Aufgabenziel:
Nenne bitte alle Trainings, die im Text über das ADHS-Projekt vorkommen, und gib zu jedem an, für wen es gedacht ist.

Das Problem drängt. Immer mehr Kinder kommen mit der Diagnose ADHS in die Beratung, beobachtet van Kempen. Bundesweit war ihre Zahl 2011 in nur fünf Jahren um 42 Prozent auf 620.000 gestiegen. Vor Ort ist für den Caritas-Mitarbeiter eine andere Zahl erschreckend. 48 Integrationshelfer der Caritas sind mittlerweile in den Schulen eingesetzt, die nicht nur, aber vor allem ADHS-Kinder täglich begleiten: "Das ist inzwischen unser größter Dienst im Bereich der Jugendhilfe," sagt van Kempen.
Das Problem drängt vor allem auch die Eltern. "Sie sind verzweifelt, wenn sie sich in der Schule anhören müssen, dass ihr Kind ein Problem ist," weiß Marion Claaßen. Sie kennt Fälle, in denen täglich der Anruf kommt, dass sie das Kind abgeholt werden soll. Und wenn es dann noch eine Woche vom Unterricht ausgeschlossen wird, wird es schwierig, die Arbeit zu organisieren.
Sieben Paare und vier Alleinerziehende haben sich deshalb auf das ADHS-Projekt eingelassen, obwohl Claaßen ihnen nur einen "mühsamen Weg" anbieten konnte. Eingeschliffenes Verhalten muss hinterfragt und geändert werden. Erste Ansätze hierfür sieht die Sozialarbeiterin meist sehr schnell bei einem Hausbesuch. In mehreren Bausteinen versucht sie, gemeinsam mit Eltern und Kinder die Situation zu verändern. Dazu gehört ein Konzentrationstraining nach dem Marburger Modell und ein Entspannungstraining für die Kinder. Zudem werden die Schulen mit einbezogen.
Nicht zustande gekommen ist das Autogene Training für die Eltern. Das habe nicht nur an der Zurückhaltung der Männer gelegen, sondern vor allem an den Terminproblemen der Eltern. Zu wenig Zeit für die Kinder zu haben, sei gerade bei Kindern mit ADHS problematisch. Geholfen habe deshalb, dass einige Eltern ihre Arbeitszeit sowie ihre und die Termine der Kinder reduziert hätten.
Marion Claaßen begleitet die Familien eng. Immer wieder bespricht sie mit ihnen, welche Veränderungen noch notwendig und möglich sind. Gemeinsam werden die Fortschritte diskutiert und nachgesteuert. Mario beispielsweise macht seine Hausarbeiten jetzt in seinem eigenen Zimmer. Der Vater hat dort zwar auch sein Werkzeug und die Schwester auch einen Bereich für sich. Aber sie achten darauf, ihn nicht zu stören. Wichtig sei immer, eine ruhige Atmosphäre zu schaffen.

Datensatzeinträge:
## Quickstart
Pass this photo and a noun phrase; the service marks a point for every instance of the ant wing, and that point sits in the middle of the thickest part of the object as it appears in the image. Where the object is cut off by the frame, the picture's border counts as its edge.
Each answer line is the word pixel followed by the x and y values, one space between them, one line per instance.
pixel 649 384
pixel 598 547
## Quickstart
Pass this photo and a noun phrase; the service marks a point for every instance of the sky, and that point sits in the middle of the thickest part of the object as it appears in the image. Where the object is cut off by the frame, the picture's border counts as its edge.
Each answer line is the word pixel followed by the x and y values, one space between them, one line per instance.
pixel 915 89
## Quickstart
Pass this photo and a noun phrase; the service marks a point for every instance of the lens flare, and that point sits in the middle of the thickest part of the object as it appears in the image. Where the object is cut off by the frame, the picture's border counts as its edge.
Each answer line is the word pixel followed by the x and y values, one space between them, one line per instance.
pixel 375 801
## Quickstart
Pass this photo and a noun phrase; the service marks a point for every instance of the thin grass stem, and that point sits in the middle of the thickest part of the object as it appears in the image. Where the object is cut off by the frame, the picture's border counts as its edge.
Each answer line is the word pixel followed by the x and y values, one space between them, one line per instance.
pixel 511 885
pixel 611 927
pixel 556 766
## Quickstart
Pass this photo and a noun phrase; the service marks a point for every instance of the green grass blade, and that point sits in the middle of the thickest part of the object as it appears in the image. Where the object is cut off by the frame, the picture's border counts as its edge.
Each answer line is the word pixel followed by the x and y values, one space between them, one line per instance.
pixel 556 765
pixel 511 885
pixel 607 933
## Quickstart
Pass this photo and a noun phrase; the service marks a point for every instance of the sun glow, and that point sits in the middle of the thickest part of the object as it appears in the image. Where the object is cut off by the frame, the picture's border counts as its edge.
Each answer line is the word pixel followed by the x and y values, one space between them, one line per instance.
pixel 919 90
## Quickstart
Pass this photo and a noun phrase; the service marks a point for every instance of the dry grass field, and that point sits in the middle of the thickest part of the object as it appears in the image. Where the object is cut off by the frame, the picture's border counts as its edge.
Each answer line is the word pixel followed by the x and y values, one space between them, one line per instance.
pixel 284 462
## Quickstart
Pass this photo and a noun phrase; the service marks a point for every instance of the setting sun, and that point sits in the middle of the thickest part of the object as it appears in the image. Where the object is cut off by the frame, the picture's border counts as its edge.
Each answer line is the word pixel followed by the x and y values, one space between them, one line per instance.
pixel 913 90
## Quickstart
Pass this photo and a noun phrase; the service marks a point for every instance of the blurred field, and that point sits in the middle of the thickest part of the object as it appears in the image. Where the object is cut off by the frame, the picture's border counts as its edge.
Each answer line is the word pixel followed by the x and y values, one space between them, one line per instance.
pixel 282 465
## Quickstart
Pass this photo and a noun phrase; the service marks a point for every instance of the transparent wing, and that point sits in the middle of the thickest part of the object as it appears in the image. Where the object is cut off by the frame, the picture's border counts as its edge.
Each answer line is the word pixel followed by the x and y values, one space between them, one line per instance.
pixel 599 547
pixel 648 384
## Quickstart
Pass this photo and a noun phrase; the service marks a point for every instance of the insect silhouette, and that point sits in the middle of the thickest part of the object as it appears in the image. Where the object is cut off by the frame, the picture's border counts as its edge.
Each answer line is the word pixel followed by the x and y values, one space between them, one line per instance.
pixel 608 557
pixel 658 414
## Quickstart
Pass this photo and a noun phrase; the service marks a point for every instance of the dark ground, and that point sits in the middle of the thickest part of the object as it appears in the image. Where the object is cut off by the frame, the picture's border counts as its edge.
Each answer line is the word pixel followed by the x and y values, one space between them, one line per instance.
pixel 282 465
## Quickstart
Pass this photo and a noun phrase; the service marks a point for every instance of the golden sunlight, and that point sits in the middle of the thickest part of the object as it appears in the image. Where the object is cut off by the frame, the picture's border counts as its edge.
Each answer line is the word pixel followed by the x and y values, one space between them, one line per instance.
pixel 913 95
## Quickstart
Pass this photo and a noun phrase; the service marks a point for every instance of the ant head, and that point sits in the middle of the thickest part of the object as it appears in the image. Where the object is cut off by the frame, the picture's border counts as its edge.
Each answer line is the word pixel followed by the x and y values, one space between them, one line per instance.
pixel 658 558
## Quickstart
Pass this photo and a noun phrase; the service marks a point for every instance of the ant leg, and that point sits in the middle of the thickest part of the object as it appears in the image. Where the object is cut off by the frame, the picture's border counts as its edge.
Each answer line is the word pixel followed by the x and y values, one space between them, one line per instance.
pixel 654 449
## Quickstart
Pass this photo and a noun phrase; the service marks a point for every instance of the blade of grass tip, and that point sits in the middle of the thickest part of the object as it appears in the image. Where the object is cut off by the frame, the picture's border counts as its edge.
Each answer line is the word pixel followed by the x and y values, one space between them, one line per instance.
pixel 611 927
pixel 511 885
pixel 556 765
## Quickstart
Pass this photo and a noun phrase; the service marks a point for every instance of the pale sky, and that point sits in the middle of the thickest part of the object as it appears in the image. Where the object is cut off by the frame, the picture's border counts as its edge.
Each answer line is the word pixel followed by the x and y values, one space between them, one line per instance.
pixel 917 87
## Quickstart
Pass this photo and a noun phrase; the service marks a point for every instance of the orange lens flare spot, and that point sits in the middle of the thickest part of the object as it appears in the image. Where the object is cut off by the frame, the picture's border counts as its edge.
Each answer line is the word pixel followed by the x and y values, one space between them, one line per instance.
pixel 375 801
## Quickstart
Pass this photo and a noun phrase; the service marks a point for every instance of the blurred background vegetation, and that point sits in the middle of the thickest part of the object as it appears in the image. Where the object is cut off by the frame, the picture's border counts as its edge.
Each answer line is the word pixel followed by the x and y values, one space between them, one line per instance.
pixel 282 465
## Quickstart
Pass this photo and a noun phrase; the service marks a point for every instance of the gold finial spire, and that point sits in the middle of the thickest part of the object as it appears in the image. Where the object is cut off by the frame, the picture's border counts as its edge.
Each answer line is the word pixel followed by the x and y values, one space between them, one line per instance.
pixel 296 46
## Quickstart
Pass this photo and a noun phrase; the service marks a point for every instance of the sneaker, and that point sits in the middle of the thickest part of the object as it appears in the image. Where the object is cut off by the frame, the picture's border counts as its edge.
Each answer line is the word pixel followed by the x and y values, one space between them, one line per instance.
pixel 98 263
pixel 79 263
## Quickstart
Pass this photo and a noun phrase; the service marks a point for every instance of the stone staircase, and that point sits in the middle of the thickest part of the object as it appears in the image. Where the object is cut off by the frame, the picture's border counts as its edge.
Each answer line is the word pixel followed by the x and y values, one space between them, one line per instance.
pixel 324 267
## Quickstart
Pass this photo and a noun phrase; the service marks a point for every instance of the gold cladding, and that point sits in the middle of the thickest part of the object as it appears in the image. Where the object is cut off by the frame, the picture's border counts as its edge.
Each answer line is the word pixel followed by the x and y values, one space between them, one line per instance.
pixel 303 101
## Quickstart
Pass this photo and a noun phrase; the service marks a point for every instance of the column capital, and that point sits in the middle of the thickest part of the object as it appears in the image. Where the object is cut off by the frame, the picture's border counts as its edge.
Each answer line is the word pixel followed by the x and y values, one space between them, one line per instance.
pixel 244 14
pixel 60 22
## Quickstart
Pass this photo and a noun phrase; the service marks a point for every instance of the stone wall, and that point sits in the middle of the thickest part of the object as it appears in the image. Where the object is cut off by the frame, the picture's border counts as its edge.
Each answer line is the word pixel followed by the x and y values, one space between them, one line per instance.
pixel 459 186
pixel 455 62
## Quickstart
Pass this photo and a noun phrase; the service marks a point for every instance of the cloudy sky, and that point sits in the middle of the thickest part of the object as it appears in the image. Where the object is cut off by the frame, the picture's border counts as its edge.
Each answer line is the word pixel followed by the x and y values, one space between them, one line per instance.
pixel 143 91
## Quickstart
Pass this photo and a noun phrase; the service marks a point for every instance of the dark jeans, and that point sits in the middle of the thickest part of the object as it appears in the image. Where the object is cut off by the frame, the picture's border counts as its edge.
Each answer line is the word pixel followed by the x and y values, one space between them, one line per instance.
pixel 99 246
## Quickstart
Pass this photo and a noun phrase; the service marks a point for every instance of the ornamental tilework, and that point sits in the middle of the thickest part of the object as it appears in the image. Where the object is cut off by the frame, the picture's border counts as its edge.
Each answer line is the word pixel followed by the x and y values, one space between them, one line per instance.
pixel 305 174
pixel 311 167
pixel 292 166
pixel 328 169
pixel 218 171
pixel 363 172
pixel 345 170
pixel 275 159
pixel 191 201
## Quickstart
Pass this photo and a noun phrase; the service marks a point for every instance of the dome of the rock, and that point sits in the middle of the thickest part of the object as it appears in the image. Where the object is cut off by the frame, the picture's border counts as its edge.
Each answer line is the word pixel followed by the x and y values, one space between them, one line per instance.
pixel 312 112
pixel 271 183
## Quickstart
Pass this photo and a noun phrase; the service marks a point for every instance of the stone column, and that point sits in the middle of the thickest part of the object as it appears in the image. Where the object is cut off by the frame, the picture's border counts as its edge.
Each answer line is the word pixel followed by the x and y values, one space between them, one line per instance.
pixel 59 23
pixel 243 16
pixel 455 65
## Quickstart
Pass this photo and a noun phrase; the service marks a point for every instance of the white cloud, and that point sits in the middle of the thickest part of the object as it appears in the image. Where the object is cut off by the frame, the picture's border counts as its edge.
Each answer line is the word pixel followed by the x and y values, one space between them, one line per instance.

Lösung:
- Konzentrationstraining nach dem Marburger Modell: für die Kinder
- Entspannungstraining: für die Kinder
- Autogenes Training: für die Eltern (ist nicht zustande gekommen)